GIVEN REQUEST:
Every entry that follows should be reproduced exactly.

====================

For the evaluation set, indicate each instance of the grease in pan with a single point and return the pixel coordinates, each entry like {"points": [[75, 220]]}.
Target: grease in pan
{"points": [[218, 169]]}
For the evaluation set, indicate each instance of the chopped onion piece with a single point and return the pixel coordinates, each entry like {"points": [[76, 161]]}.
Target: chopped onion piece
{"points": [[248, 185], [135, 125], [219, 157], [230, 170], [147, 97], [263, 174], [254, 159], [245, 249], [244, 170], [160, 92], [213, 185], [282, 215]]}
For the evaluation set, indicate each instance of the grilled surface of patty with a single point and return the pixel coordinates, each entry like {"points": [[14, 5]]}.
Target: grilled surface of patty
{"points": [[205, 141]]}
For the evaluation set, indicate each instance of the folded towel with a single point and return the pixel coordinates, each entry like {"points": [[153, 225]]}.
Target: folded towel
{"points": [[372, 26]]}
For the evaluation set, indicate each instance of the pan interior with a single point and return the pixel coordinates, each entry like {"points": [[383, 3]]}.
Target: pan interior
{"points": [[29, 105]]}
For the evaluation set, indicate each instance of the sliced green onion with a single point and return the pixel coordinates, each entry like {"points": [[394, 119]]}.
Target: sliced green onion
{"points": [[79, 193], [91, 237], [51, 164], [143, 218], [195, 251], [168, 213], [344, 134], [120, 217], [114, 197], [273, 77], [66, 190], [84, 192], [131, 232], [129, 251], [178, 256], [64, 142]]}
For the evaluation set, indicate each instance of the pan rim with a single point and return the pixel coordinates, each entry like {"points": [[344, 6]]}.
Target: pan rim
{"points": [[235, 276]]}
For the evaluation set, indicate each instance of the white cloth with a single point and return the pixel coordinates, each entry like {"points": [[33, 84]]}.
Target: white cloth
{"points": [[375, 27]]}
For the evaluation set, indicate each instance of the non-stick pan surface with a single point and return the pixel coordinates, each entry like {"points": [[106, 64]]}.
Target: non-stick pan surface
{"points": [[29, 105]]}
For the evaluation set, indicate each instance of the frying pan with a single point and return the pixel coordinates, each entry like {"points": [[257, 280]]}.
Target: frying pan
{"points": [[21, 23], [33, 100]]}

====================

SOLUTION TO THIS TASK:
For the evaluation set, indicate each instance of the grease in pan with a single point and return the pixel coordinates, each entry like {"points": [[75, 220]]}.
Target: grease in pan
{"points": [[218, 169]]}
For the evaluation set, indicate each instance of the chopped onion piece with a single point and return the pixel coordinates, each entry like {"points": [[76, 161]]}.
Target: chopped onion piece
{"points": [[248, 185], [135, 125], [219, 157], [230, 170], [147, 97], [263, 174], [254, 159], [245, 249], [244, 170], [160, 92], [213, 185], [282, 215]]}
For the evaluation set, indicate each instance of the grilled surface of patty with a single point and return the pixel coordinates, each entry like {"points": [[14, 5]]}.
Target: grilled surface of patty
{"points": [[205, 141]]}
For the evaluation set, indicate each instance of the folded towel with a single point and return the pixel coordinates, each entry like {"points": [[153, 225]]}.
Target: folded towel
{"points": [[372, 26]]}
For the evaluation set, indicate each instance of the pan interior with a single point and return the pixel coordinates, each entry like {"points": [[383, 3]]}.
Target: pan interior
{"points": [[29, 105]]}
For the evaluation set, indicate each instance of the sliced green onion with a single point and return the pixel coordinates, each entry like {"points": [[394, 119]]}.
Target: sliced green onion
{"points": [[79, 193], [91, 237], [51, 164], [143, 218], [195, 251], [168, 213], [344, 134], [120, 217], [114, 197], [273, 77], [66, 190], [84, 192], [131, 232], [129, 251], [178, 256], [64, 142]]}
For the evaluation set, indicate each instance of the pan rim with a single point and return the pixel coordinates, each entry like {"points": [[344, 6]]}.
Target: pan rim
{"points": [[235, 276]]}
For the evaluation set, indicate each instance of the white cloth with a single point and return the pixel coordinates, each entry like {"points": [[33, 84]]}.
Target: white cloth
{"points": [[375, 27]]}
For the evaluation set, indicate each instance of the non-stick pan surface with a single point and return the pixel coordinates, each entry like {"points": [[106, 64]]}.
Target: non-stick pan surface
{"points": [[29, 105]]}
For the evaluation set, indicate each instance of the frying pan with a single point and return the pixel coordinates, each entry like {"points": [[257, 280]]}.
Target: frying pan
{"points": [[21, 23], [33, 100]]}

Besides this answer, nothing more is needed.